Artykuł
....
Wiozła 7-letnią córkę na ramie roweru, obydwie wylądowały w szpitalu

Czytaj więcej 50% taniej
Subskrybuj
Fot. freeimages.com
Fot. freeimages.com

Niestety gdy rodzicom brakuje wyobraźni, cierpią dzieci. Tak było również na drodze w Turzych Rogach (powiat łukowski), gdzie 32-latka jadąca na rowerze z dzieckiem straciła panowanie nad pojazdem i wylądowała - wraz z córką - na jezdni.

Do wypadku doszło około godziny 8. 7-letnia dziewczynka, która siedziała na ramie, włożyła nogę w przednie koło, przez co rower przechylił się do przodu, a obie pasażerki upadły.

Matka i córka znalazły się w szpitalu. Dziewczynka doznała urazu nogi, ale po interwencji lekarskiej została zwolniona do domu, natomiast jej 32-letnia matka miała obrażenia głowy, które zatrzymały ją w szpitalu na dłużej.
....
Fragmenty zbioru danych
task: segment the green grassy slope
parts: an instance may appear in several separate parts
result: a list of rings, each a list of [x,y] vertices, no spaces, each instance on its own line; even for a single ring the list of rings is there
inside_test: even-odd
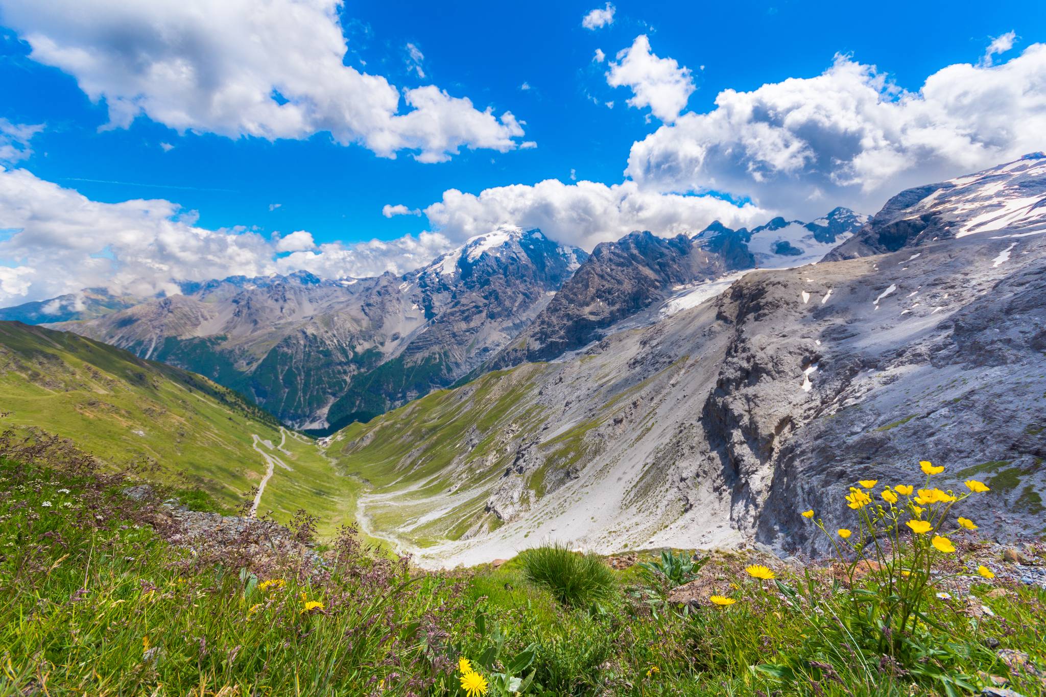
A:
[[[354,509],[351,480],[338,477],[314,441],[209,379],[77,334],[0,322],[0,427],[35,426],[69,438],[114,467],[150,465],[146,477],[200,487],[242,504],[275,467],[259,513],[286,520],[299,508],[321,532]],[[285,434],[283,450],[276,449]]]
....
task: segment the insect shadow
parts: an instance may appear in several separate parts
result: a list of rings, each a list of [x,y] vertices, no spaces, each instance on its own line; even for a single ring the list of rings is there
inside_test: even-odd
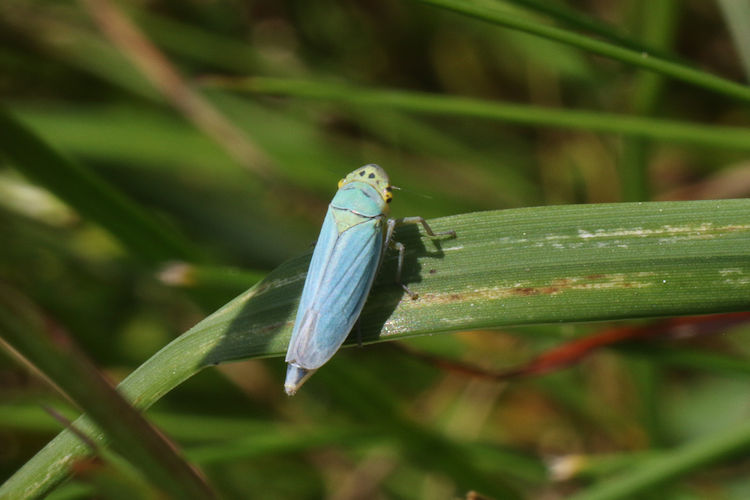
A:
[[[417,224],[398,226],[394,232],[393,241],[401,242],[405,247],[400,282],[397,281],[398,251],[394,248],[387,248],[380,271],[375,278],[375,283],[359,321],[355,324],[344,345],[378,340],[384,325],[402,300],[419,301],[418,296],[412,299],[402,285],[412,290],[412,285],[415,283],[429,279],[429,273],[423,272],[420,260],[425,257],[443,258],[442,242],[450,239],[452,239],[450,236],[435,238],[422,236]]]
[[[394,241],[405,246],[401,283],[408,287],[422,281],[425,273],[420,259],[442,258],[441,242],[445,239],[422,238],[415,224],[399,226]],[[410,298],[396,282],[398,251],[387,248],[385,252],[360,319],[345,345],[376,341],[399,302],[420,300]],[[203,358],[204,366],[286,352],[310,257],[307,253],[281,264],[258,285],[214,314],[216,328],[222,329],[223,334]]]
....
Zadanie do wykonania
Zamień „pojazdem” na „rowerem” we fragmencie artykułu między „Czytaj więcej 50%” a „przodu, a obie pasażerki upadły.” włącznie i podaj ten fragment ponownie. Rekordy są materiałem odrębnym od artykułu.

Odpowiedź do zadania
Czytaj więcej 50% taniej
Subskrybuj
Fot. freeimages.com
Fot. freeimages.com

Niestety gdy rodzicom brakuje wyobraźni, cierpią dzieci. Tak było również na drodze w Turzych Rogach (powiat łukowski), gdzie 32-latka jadąca na rowerze z dzieckiem straciła panowanie nad rowerem i wylądowała - wraz z córką - na jezdni.

Do wypadku doszło około godziny 8. 7-letnia dziewczynka, która siedziała na ramie, włożyła nogę w przednie koło, przez co rower przechylił się do przodu, a obie pasażerki upadły.